**Directions:**
Pictures are to be left out, and every entry repeated exactly.
^^^^
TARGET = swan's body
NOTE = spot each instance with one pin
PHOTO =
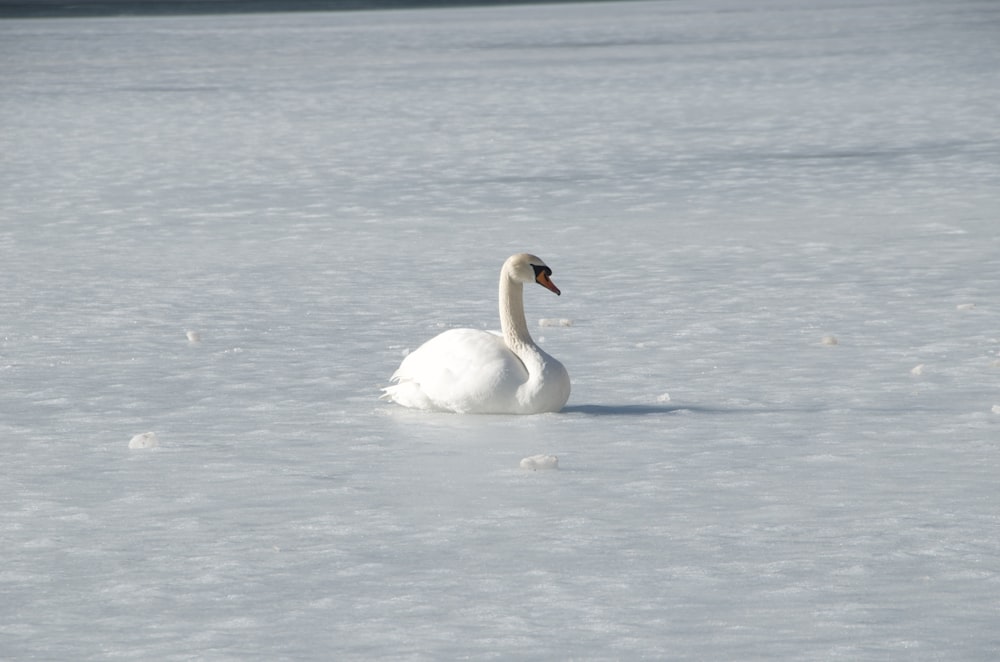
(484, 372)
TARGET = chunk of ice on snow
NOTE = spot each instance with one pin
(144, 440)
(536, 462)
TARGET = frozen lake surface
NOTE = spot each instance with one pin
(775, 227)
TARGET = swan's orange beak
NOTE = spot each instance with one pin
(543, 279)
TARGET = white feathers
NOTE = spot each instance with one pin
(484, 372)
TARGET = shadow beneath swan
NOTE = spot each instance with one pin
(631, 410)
^^^^
**Output for this task:**
TARGET = swan's body
NOTE = spot each instance with one pin
PHOTO =
(484, 372)
TARGET = chunk of ice on snow
NOTE = spot each instance with one pin
(144, 440)
(536, 462)
TARGET = frozen lake surface
NOTE = spot each instance with one pin
(775, 227)
TARGET = swan's orange beak
NOTE = spot each instance with one pin
(543, 279)
TARGET = white feathers
NOTE = spot each instance with one pin
(484, 372)
TARGET = shadow beneath swan
NOTE = spot each instance with one pin
(631, 410)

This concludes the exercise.